[Exercise task]: Rewrite every line from the one containing "find ribbed white" down to the last of the rows, both ends included and requests kept. Scale each point coordinate in the answers by 1.65 and round it to a whole number, halves up, leaving the numbers in the requests and their format samples as they are.

[Input material]:
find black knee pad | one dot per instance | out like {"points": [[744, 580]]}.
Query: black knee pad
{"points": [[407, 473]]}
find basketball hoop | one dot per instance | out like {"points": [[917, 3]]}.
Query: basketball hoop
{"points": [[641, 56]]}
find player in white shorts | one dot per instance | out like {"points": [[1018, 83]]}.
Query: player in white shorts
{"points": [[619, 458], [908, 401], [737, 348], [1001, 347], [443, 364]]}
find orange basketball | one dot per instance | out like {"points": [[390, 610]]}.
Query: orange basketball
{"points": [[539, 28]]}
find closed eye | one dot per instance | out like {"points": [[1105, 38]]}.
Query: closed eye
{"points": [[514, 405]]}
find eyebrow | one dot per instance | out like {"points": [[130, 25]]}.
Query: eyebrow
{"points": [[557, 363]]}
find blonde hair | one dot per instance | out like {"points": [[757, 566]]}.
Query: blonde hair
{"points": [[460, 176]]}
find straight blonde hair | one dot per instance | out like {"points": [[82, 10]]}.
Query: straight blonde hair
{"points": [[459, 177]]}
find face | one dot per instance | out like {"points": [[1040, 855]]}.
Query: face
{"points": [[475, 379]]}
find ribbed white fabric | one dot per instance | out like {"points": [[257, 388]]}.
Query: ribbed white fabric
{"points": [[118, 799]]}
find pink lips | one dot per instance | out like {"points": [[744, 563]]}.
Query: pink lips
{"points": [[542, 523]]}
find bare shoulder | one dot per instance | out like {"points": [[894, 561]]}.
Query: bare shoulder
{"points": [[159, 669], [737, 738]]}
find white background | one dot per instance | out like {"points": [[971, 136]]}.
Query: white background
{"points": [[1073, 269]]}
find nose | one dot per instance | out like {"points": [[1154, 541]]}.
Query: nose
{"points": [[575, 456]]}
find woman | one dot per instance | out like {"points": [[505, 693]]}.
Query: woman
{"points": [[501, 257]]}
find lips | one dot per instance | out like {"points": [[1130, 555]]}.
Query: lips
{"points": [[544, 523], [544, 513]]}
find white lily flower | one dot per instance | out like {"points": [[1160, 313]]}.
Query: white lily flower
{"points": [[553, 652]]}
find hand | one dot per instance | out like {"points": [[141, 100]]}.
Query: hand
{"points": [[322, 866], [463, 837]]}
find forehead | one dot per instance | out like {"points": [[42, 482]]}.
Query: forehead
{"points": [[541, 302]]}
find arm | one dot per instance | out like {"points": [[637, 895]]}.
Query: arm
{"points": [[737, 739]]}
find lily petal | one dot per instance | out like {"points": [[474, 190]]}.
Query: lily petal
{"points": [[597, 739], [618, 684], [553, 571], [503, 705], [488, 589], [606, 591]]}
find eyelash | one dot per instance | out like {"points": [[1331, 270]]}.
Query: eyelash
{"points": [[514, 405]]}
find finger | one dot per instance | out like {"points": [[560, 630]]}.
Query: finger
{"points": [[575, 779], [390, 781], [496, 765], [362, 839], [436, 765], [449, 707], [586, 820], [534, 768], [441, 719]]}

[Reply to the exercise]:
find ribbed white fabric | one dot per instance | out like {"points": [[257, 388]]}.
Query: ribbed white fabric
{"points": [[195, 1318]]}
find pink lips | one dot per instance | out like {"points": [[744, 563]]}.
Query: pink lips
{"points": [[894, 863]]}
find bare shoulder | one dot per instance | out like {"points": [[894, 561]]}.
Query: bare shoulder
{"points": [[262, 1104], [1216, 1218]]}
find white background | one dot per instance | out like {"points": [[971, 136]]}.
Query: white background
{"points": [[1770, 444]]}
find nose | one dot per instance | out like {"points": [[1154, 541]]}.
Query: nose
{"points": [[949, 752]]}
find woman | one dot per instance | out like {"points": [[505, 693]]}.
Query: woman
{"points": [[827, 424]]}
find lips | one dot per instance | out like {"points": [[1130, 555]]}.
Query: lips
{"points": [[898, 863], [898, 846]]}
find white lily flower | one dot per instance | out like {"points": [[1160, 313]]}.
Query: white lily flower
{"points": [[912, 1076]]}
find hand | one dot per instance | out like {"points": [[141, 100]]}.
Query: hand
{"points": [[531, 1429], [764, 1381]]}
find forehead | one dot per instance | out like {"points": [[42, 482]]}.
Query: forehead
{"points": [[893, 498]]}
find arm | one dot per instance | out like {"points": [[637, 895]]}.
Query: arm
{"points": [[1216, 1219]]}
find lily petal | one dot per instance | out like {"points": [[474, 190]]}.
Query: lily petal
{"points": [[985, 1219], [1020, 1129], [912, 942], [830, 1163], [805, 972], [1000, 975]]}
find eyelash | one dot per instance | out like {"points": [[1331, 270]]}.
Query: eyelash
{"points": [[848, 668]]}
find finger | one dot per instance | out like {"points": [[560, 630]]}.
Query: finger
{"points": [[949, 1285], [644, 1289], [818, 1262], [597, 1384], [719, 1262], [741, 1167], [967, 1353], [881, 1267], [728, 1186]]}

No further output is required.